(Problem description) Reproduce only the lines that run from the line with "Target: slate surface" to the last line of the material, both ends included, exactly as they appear.

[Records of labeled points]
::::::::

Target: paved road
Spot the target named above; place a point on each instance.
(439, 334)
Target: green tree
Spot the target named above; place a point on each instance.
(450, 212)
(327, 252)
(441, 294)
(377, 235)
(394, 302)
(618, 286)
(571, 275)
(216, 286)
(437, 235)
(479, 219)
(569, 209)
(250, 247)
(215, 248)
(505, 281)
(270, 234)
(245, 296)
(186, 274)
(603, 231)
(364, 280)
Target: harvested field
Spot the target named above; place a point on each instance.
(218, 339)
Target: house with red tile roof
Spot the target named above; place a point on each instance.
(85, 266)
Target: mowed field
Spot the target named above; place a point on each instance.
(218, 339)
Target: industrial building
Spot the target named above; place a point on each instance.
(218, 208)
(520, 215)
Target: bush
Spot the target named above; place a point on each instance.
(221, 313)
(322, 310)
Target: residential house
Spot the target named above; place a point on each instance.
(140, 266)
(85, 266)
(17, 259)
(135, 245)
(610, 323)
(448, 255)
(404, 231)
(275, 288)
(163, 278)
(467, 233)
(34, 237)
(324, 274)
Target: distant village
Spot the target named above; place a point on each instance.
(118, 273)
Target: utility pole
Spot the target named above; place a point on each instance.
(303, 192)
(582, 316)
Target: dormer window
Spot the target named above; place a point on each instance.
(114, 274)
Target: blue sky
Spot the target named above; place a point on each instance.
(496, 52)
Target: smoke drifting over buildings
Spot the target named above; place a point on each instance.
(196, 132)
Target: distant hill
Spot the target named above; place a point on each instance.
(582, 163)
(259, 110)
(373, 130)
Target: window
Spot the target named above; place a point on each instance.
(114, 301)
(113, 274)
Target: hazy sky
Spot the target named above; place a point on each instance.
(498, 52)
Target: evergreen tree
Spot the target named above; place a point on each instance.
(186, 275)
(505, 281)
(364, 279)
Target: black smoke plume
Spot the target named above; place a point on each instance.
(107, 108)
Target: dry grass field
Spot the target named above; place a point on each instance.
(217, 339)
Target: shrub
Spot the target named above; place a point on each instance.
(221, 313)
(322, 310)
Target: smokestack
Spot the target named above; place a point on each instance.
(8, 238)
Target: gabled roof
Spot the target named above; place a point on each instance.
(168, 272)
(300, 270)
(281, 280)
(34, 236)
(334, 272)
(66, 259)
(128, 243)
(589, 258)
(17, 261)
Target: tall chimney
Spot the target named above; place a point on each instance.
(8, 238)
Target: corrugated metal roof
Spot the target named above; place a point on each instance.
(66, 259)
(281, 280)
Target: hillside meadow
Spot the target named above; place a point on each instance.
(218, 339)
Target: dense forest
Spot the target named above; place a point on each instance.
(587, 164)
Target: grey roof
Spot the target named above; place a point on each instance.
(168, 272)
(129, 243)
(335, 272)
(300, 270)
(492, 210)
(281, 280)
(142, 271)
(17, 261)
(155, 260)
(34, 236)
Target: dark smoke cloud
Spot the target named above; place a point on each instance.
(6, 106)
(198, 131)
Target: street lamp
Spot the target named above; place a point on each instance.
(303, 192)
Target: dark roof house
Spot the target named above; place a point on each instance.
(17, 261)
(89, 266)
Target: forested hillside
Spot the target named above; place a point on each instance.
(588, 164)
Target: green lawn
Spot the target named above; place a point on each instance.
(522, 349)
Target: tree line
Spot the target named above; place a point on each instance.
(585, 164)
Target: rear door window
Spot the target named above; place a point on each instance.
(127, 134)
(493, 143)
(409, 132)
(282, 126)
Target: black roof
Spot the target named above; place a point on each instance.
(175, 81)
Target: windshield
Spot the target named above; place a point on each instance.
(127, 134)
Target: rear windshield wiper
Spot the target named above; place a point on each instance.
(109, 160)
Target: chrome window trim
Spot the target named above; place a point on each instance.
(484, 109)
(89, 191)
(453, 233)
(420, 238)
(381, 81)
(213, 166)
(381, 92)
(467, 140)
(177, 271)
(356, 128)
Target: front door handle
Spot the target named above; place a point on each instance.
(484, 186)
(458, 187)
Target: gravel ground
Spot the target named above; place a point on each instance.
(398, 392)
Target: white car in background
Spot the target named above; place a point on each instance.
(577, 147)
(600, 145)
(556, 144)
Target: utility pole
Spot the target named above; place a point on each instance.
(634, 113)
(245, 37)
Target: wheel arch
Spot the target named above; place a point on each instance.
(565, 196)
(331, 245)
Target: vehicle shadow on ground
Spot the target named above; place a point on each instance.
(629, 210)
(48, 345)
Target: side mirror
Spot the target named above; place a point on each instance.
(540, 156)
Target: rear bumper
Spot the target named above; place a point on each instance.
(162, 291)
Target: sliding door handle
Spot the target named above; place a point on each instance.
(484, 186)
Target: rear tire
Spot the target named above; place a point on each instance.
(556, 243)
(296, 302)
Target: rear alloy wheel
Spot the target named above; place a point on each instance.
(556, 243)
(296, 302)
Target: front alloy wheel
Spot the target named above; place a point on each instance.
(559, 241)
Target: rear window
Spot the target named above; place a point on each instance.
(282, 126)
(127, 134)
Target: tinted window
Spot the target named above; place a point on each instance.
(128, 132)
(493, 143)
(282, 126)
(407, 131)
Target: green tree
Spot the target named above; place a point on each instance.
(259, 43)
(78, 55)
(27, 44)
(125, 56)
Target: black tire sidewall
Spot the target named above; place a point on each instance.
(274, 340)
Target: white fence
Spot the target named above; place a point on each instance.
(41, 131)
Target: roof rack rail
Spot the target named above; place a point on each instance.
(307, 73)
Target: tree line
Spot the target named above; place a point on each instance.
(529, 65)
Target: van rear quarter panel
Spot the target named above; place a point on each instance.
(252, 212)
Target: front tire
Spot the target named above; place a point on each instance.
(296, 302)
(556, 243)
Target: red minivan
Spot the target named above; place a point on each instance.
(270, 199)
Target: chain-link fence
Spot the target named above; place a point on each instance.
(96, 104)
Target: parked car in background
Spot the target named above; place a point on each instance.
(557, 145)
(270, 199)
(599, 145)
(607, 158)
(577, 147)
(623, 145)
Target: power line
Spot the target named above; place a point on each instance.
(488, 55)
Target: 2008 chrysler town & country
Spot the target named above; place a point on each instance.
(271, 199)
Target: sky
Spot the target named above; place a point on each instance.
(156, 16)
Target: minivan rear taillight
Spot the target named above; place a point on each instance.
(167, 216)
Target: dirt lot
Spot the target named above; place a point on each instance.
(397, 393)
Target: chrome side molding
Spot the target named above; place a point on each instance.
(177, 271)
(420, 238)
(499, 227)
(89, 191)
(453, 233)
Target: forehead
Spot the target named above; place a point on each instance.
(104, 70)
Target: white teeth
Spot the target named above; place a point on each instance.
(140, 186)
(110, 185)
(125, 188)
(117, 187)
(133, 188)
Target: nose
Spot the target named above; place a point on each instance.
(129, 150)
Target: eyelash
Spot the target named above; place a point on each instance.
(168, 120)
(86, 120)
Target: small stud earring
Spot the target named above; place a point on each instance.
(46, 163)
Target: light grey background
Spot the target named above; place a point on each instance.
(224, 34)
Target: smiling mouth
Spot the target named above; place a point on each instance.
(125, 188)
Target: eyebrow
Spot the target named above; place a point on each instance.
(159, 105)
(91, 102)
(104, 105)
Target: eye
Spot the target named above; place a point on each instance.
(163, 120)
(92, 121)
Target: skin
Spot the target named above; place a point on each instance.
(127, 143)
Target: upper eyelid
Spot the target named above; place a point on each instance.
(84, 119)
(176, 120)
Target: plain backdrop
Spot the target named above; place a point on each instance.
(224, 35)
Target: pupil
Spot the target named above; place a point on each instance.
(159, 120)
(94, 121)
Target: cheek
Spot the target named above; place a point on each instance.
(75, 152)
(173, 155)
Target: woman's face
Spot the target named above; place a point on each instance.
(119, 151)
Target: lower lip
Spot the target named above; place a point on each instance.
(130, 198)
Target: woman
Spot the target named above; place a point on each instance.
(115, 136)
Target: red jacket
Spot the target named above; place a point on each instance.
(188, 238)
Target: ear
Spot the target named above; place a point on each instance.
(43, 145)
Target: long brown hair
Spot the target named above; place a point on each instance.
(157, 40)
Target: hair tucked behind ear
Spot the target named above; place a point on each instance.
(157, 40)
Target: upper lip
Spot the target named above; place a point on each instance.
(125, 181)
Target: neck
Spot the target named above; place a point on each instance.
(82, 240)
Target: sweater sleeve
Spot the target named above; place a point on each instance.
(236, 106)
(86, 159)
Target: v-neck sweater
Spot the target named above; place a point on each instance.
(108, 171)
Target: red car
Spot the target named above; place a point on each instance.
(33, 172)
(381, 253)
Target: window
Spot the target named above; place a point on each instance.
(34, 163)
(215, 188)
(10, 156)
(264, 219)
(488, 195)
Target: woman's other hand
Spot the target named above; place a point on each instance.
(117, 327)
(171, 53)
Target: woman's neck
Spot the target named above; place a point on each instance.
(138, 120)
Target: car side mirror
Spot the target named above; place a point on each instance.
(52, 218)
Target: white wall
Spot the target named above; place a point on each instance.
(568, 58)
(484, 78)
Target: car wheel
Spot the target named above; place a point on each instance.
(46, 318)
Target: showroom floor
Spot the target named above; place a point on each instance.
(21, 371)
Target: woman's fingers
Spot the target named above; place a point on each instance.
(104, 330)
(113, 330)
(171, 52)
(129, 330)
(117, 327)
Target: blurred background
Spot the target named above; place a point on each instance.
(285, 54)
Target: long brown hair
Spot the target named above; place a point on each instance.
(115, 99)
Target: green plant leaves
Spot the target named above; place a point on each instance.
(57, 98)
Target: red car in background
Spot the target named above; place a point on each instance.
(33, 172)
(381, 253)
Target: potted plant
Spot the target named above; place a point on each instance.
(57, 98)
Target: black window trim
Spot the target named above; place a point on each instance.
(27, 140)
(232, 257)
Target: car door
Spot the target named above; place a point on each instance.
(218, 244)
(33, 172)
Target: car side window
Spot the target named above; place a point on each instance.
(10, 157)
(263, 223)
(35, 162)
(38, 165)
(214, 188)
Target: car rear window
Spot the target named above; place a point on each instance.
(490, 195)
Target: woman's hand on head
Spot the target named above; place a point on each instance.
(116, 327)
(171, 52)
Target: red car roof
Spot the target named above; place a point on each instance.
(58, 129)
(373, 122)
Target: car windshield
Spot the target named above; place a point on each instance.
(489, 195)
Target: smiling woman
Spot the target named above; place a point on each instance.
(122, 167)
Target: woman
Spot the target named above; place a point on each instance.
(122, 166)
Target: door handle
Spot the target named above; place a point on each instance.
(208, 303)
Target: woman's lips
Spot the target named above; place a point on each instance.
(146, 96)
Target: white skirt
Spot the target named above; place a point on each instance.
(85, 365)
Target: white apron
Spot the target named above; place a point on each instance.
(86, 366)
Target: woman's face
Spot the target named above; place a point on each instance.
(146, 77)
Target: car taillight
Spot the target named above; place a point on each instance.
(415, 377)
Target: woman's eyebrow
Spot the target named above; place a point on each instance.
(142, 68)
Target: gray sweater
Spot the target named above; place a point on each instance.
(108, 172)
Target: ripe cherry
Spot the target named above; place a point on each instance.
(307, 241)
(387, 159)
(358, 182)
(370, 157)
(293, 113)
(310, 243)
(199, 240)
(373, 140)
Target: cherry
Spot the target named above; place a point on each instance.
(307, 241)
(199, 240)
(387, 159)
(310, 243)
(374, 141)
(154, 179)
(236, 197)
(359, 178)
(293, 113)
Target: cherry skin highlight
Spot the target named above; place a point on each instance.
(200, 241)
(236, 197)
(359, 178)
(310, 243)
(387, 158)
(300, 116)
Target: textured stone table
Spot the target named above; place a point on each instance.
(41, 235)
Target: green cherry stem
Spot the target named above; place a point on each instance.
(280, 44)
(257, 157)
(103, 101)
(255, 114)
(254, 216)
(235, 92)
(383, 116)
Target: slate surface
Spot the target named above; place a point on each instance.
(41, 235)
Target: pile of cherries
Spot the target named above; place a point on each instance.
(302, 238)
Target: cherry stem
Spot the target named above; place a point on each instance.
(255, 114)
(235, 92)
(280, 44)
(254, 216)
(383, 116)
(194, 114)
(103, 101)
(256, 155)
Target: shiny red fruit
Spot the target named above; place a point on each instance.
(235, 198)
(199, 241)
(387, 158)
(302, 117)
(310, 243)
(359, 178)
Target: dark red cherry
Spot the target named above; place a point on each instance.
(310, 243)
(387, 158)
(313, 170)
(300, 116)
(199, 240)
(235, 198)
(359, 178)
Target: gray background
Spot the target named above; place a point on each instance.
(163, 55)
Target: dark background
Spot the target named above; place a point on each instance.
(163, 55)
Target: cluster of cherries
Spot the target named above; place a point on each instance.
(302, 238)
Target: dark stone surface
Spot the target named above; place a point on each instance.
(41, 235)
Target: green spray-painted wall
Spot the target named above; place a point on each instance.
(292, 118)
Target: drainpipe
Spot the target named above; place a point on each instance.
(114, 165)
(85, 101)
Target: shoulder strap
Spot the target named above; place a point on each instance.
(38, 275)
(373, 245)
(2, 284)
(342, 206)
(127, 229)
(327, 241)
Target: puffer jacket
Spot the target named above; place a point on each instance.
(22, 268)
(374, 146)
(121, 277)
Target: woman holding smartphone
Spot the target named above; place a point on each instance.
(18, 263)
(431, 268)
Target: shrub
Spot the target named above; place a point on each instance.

::::::::

(Problem solution)
Target: slate surface
Spot the target named above; place a point on each instance.
(41, 235)
Target: pile of cherries
Spot the target named above; place a point on each instance.
(302, 238)
Target: cherry stem
Spot the target named above; place a point on each instance.
(255, 114)
(235, 92)
(280, 44)
(254, 216)
(383, 116)
(194, 114)
(103, 101)
(256, 155)
Target: shiny red fruit
Spot the target named above; place a point on each instance.
(235, 198)
(199, 241)
(387, 158)
(302, 117)
(310, 243)
(359, 178)
Target: dark red cherry
Spot the target named above; place a point on each instance.
(310, 243)
(387, 158)
(313, 170)
(300, 116)
(199, 240)
(235, 198)
(359, 178)
Target: gray background
Spot the target named above; place a point on each instance.
(163, 55)
Target: dark background
Spot the target named above; place a point on each instance.
(163, 55)
Target: cluster of cherries
Spot the target named above; place a point on each instance.
(302, 238)
Target: dark stone surface
Spot the target named above; place a point on each instance.
(41, 235)
Target: green spray-painted wall
Spot the target named above; place a point on each instance.
(292, 118)
Target: drainpipe
Spot the target named above; place a point on each instance.
(114, 165)
(85, 101)
Target: shoulder strap
Spot the target named above; place a point on each instance.
(38, 275)
(373, 245)
(2, 284)
(342, 206)
(127, 229)
(327, 241)
Target: puffer jacket
Spot the target named above; place a point on each instance.
(22, 268)
(374, 146)
(121, 277)
Target: woman holding smartphone
Spot the target named above; place a point on each instance.
(18, 263)
(431, 268)
Target: shrub
Spot the target named above; place a point on each instance.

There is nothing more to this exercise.